## Begin ARTICLE

Mark Bussey edited this page Oct 22, 2019 · 15 revisions

Goals

  • Set up the application for RSpec
  • Run the local test suite

Lesson Setup

If you are continuing immediately from a previous exercise and the application is already running at http://localhost:3000, you're good to go; otherwise, restart the services that run your application:

Docker Note Open two separate terminal windows or tabs: in the first, start Fedora, Solr, and your Rails server. In the second, open a Bash prompt to your rails server. See Common (Docker) Tasks for detailed instructions. When you're using Docker, all the commands below should be entered at the root@...# prompt in the Bash window instead of your local $ prompt. For the exercises, you should always have two terminal session running: one where your development and test servers are running; another has your main Bash window where you will run the lesson commands from the # prompt.

Check out the working branch

git checkout ci_setup If you're interested in the changes made to set up for this lesson from the state of the repository at the end of the "Hyrax Stack Walkthrough" lesson, see this commit.

NOTE: If you make experimental changes and want to get back to the minimal code state necessary to run this lesson, you reset your git working tree by running:
git reset --hard origin/ci_setup

LESSON: Set up RSpec

In this workshop, we're going to follow the practices recommended by Test Driven Development. That means we're going to be writing automated tests for each new feature we develop. In order to do that, we first need to set up an automated test suite.

The Samvera community tends to use RSpec for testing rails applications. When we generated a new Hyrax work type, we also auto-generated some RSpec tests for that new work type. However, we need to do some setup before those tests will run.

  1. Ensure the RSpec-required gems are included in your Gemfile. The file is found in the root of your Rails application. Look for a block beginning with group :development, :test do. Note that rspec-rails and capybara are installed. These are the main testing libraries we'll be working with.

  2. Setup database cleanup for Fedora/Solr and the relational database: Open spec/rails_helper.rb. Around line 69 notice the cleanup tasks that we've added to this application. Why do we need to clean Fedora and our database before each test suite?

  3. Look at the rake ci task. Look at the file in lib/tasks/ci.rake. What is it doing? What does CI mean?

## End ARTICLE

- [TASK DIRECTIONS]: Reproduce the RSpec setup lesson from "git checkout ci_setup" up to and including "see this commit.", renaming "commit" to "changeset".

## Begin STORED ROWS

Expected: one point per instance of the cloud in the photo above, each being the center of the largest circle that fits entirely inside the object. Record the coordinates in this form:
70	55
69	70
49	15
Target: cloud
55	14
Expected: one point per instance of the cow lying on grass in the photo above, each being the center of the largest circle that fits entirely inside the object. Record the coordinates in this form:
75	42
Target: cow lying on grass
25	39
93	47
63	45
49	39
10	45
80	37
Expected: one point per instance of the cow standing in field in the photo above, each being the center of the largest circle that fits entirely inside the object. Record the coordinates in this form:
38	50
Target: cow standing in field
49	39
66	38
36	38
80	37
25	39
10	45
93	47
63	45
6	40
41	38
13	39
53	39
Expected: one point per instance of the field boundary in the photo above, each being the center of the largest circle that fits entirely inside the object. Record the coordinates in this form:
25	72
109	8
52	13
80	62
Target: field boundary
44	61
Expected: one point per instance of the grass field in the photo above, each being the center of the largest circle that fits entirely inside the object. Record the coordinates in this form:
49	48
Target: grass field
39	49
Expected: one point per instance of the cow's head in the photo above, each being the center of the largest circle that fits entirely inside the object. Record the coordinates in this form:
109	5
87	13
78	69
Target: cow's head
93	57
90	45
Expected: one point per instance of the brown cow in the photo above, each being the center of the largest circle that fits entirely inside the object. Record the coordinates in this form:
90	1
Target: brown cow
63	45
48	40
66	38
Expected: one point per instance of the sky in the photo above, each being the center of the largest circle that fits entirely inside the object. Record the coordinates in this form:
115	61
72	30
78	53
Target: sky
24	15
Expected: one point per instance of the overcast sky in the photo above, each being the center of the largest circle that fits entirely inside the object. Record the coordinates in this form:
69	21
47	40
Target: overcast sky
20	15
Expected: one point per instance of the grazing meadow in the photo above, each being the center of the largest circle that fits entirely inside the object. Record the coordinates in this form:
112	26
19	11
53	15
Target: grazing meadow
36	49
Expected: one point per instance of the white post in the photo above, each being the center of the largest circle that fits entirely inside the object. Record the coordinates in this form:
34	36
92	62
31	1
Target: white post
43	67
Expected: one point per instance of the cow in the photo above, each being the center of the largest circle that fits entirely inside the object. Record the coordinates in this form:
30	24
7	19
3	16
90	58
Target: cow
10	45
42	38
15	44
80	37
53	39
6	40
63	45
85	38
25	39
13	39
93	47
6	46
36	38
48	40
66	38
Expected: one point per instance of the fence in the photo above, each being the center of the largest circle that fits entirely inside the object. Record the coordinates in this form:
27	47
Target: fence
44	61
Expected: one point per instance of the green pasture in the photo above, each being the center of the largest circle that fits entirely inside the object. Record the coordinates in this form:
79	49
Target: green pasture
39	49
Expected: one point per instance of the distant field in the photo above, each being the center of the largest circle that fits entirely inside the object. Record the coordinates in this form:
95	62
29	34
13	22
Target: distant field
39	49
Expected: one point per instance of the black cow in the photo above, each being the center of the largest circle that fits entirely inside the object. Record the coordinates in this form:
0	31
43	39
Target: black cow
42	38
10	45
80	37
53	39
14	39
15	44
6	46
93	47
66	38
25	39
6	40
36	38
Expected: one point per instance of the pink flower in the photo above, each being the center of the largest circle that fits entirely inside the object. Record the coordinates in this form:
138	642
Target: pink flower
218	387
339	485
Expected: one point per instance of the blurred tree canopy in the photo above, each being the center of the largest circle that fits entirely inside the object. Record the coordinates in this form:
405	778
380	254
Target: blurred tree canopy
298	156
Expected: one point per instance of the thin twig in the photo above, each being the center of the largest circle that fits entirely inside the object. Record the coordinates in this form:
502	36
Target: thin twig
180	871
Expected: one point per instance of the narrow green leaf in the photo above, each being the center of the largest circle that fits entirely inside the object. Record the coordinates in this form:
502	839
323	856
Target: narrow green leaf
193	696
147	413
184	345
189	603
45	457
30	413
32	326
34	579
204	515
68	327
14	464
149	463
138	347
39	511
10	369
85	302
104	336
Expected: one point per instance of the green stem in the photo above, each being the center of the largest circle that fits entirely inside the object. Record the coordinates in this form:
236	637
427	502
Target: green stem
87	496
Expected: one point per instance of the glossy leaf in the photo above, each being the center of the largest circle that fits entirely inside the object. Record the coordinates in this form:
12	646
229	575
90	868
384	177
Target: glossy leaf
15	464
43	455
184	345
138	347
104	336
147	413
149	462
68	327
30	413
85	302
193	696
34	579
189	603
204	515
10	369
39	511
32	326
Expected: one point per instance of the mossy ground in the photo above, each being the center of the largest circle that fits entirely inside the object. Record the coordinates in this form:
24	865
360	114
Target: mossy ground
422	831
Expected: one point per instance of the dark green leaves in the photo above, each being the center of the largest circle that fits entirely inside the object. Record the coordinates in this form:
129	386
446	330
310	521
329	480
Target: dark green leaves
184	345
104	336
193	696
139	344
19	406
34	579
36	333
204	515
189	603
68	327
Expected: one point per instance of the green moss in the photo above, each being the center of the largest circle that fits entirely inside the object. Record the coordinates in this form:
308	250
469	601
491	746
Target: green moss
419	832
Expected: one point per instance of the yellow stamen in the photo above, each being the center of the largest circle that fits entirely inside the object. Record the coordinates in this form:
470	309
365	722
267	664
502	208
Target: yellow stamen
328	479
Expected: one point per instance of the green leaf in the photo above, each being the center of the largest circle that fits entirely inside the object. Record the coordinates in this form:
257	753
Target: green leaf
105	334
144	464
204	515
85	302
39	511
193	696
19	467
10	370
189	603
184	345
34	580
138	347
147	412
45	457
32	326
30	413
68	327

## End STORED ROWS

- [RESPONSE TO THIS TASK]:
git checkout ci_setup If you're interested in the changes made to set up for this lesson from the state of the repository at the end of the "Hyrax Stack Walkthrough" lesson, see this changeset.